### CONSIGNE 1
Imprimez à l'identique le passage du texte sur l'opposition à la guerre de 1914 qui débute par les mots « Le mouvement ouvrier » et s'achève sur « à la guerre. ».

====== TEXTE À LIRE

Selon François Hollande, «Commémorer, c’est renouveler le patriotisme» et «Commémorer la première guerre mondiale, c’est prononcer un message de paix.» On se souvient d’un des slogans du régime de 1984 dans le roman d’Orwell, «La guerre c’est la paix».
Le mouvement ouvrier français avant et en 1914
La crise du capitalisme est globale et nécessite une réponse globale. Mais un peu partout on constate une renaissance du nationalisme, souvent sous des formes ouvertement racistes. Pour la gauche, renouer avec les meilleures traditions internationalistes du mouvement ouvrier devient une tâche pressante. 1914 marque le centenaire de la première guerre mondiale, et si nos ennemis fêtent la boucherie, il nous faut se souvenir de ceux qui se sont opposés à la guerre.
En Grande-Bretagne le ministre de l’Éducation, Michael Gove, a insisté sur le fait qu’il s’agissait d’une « guerre juste », et qu’il fallait rejeter le mythe d’une guerre vue comme « une série d’erreurs catastrophiques faites par une élite qui n’était pas dans le coup ». Il a ainsi condamné les « universitaires de gauche qui sont bien contents de nourrir de tels mythes en critiquant le rôle de la Grande-Bretagne dans le conflit ».

============

### CONSIGNE 2
Relevez, sans modification, toutes les lignes des entrées ci-dessous qui contiennent la chaîne « flying ».

====== DONNÉES DE LA TÂCHE

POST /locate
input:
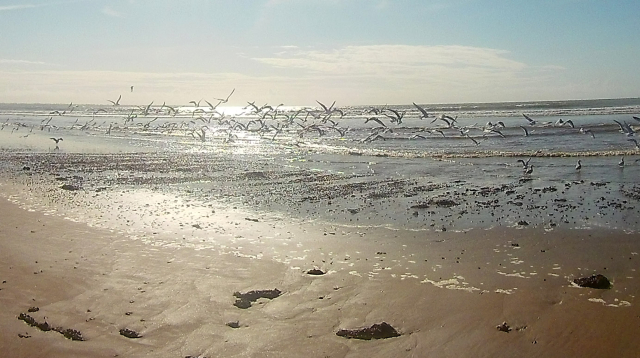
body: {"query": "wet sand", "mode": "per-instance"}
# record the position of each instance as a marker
(445, 292)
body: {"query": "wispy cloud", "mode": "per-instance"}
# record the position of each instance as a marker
(21, 62)
(110, 12)
(395, 60)
(16, 7)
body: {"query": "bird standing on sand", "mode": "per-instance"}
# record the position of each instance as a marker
(57, 140)
(116, 103)
(528, 170)
(423, 112)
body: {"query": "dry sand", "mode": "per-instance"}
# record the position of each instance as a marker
(445, 292)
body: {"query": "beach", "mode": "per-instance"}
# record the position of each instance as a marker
(100, 259)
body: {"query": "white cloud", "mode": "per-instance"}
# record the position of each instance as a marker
(21, 62)
(395, 60)
(16, 7)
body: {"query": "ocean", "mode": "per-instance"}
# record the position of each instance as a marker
(459, 168)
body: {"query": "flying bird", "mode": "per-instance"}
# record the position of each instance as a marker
(423, 112)
(116, 103)
(57, 140)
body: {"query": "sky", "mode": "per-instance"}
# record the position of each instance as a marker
(354, 52)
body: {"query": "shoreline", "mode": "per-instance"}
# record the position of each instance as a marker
(445, 292)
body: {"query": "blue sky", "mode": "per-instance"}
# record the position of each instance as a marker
(297, 51)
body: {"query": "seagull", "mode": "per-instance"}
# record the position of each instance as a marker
(528, 170)
(491, 130)
(562, 123)
(474, 141)
(423, 112)
(587, 131)
(375, 119)
(625, 128)
(531, 121)
(397, 118)
(327, 110)
(116, 103)
(57, 140)
(524, 164)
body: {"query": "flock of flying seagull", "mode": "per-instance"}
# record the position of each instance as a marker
(269, 121)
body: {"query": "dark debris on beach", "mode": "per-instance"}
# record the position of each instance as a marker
(376, 331)
(244, 300)
(69, 333)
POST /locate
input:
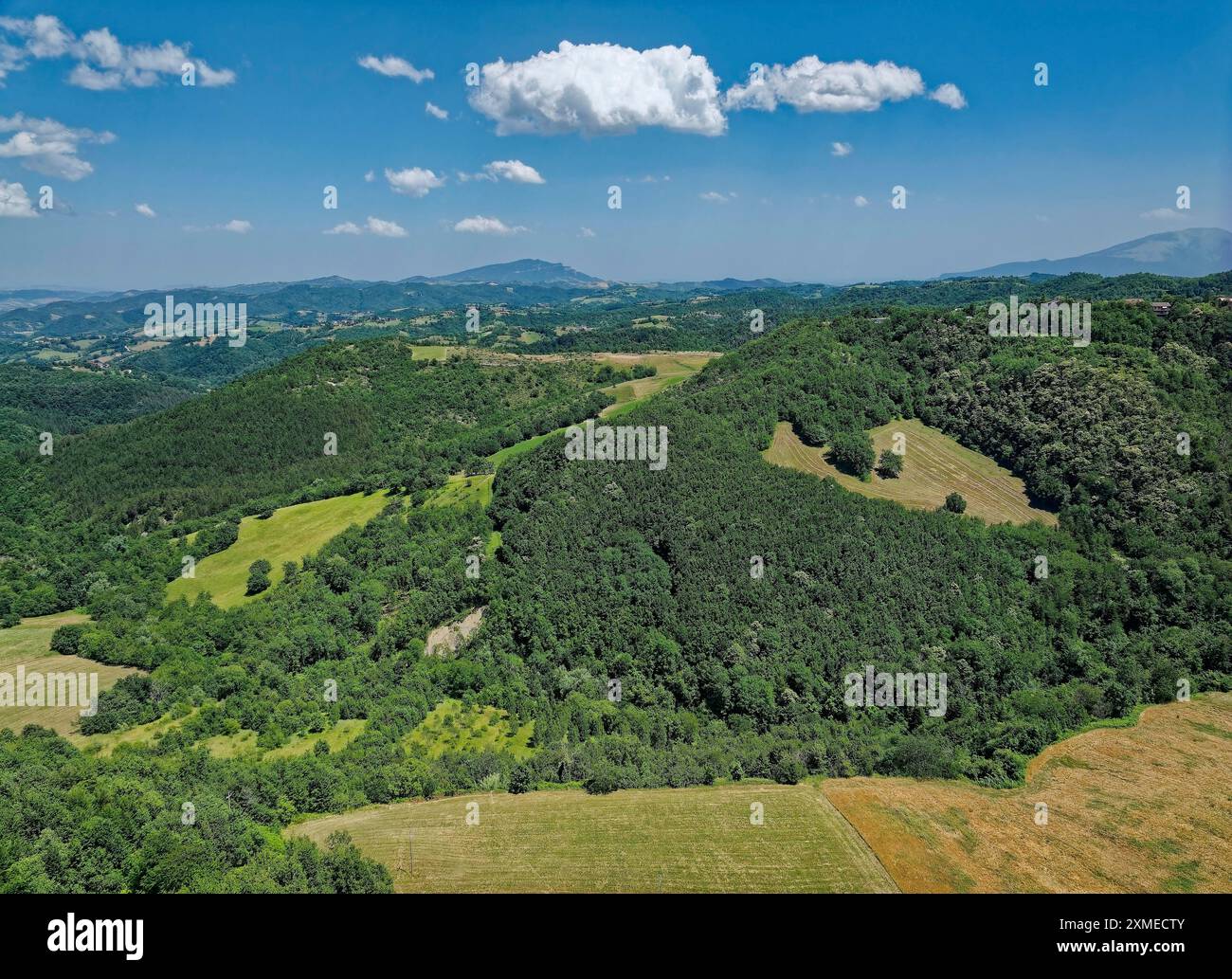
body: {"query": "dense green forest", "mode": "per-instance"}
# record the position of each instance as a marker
(336, 419)
(612, 571)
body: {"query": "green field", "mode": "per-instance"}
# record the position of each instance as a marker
(642, 840)
(337, 737)
(455, 727)
(934, 465)
(290, 535)
(28, 644)
(143, 734)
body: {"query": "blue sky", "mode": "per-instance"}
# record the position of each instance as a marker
(1137, 102)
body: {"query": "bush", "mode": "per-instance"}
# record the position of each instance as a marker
(890, 465)
(258, 576)
(851, 452)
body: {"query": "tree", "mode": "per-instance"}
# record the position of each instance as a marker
(258, 576)
(521, 780)
(890, 465)
(853, 453)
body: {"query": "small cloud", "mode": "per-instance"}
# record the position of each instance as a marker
(949, 95)
(386, 228)
(102, 62)
(392, 66)
(15, 202)
(45, 145)
(480, 225)
(1162, 213)
(414, 181)
(514, 170)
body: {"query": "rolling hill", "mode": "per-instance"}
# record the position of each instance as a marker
(1194, 251)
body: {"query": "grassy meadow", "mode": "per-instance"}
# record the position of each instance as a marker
(1129, 809)
(28, 644)
(642, 840)
(933, 467)
(290, 535)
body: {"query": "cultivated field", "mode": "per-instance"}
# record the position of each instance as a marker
(1129, 809)
(643, 840)
(28, 645)
(933, 467)
(455, 727)
(290, 535)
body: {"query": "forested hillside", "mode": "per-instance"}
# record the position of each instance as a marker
(336, 419)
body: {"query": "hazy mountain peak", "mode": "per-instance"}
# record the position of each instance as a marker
(1190, 251)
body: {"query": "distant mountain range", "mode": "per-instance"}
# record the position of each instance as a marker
(521, 272)
(1194, 251)
(529, 282)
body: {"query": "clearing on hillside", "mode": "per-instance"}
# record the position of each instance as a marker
(28, 644)
(934, 465)
(1129, 809)
(290, 535)
(700, 839)
(455, 727)
(672, 370)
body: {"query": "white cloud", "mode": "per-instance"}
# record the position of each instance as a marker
(1162, 213)
(102, 61)
(414, 181)
(512, 170)
(480, 225)
(392, 66)
(386, 228)
(48, 147)
(602, 89)
(949, 95)
(15, 202)
(813, 85)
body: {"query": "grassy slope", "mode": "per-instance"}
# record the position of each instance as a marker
(643, 840)
(933, 467)
(28, 645)
(1130, 809)
(455, 727)
(290, 535)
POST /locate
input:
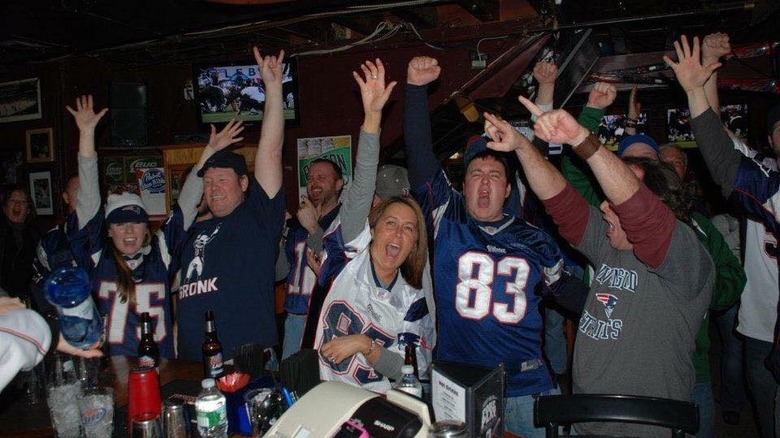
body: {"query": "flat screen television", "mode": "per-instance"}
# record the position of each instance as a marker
(228, 90)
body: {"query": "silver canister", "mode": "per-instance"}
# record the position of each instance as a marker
(174, 421)
(146, 425)
(448, 429)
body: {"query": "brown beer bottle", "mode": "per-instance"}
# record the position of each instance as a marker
(212, 350)
(148, 352)
(411, 357)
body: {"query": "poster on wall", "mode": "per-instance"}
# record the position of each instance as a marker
(20, 100)
(150, 177)
(142, 175)
(337, 149)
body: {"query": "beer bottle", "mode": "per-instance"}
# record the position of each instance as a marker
(411, 357)
(212, 349)
(148, 352)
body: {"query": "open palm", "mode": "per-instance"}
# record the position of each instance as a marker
(84, 114)
(373, 90)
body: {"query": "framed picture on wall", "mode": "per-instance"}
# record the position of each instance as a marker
(41, 191)
(40, 145)
(20, 100)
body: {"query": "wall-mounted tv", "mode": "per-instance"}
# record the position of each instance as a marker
(227, 90)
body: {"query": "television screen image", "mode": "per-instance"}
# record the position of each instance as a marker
(612, 129)
(679, 125)
(734, 117)
(225, 91)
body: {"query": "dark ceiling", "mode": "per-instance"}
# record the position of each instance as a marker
(158, 31)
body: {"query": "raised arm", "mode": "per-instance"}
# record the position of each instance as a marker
(692, 74)
(420, 160)
(648, 222)
(268, 161)
(88, 195)
(192, 191)
(575, 169)
(543, 177)
(374, 95)
(545, 74)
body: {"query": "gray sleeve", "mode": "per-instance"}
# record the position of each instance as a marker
(389, 364)
(360, 193)
(88, 194)
(282, 264)
(189, 198)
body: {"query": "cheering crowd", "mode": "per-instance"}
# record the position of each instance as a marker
(399, 257)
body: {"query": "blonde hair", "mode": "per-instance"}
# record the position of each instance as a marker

============

### RÉPONSE 1
Le mouvement ouvrier français avant et en 1914
La crise du capitalisme est globale et nécessite une réponse globale. Mais un peu partout on constate une renaissance du nationalisme, souvent sous des formes ouvertement racistes. Pour la gauche, renouer avec les meilleures traditions internationalistes du mouvement ouvrier devient une tâche pressante. 1914 marque le centenaire de la première guerre mondiale, et si nos ennemis fêtent la boucherie, il nous faut se souvenir de ceux qui se sont opposés à la guerre.

### RÉPONSE 2
body: {"query": "flying bird", "mode": "per-instance"}
body: {"query": "flock of flying seagull", "mode": "per-instance"}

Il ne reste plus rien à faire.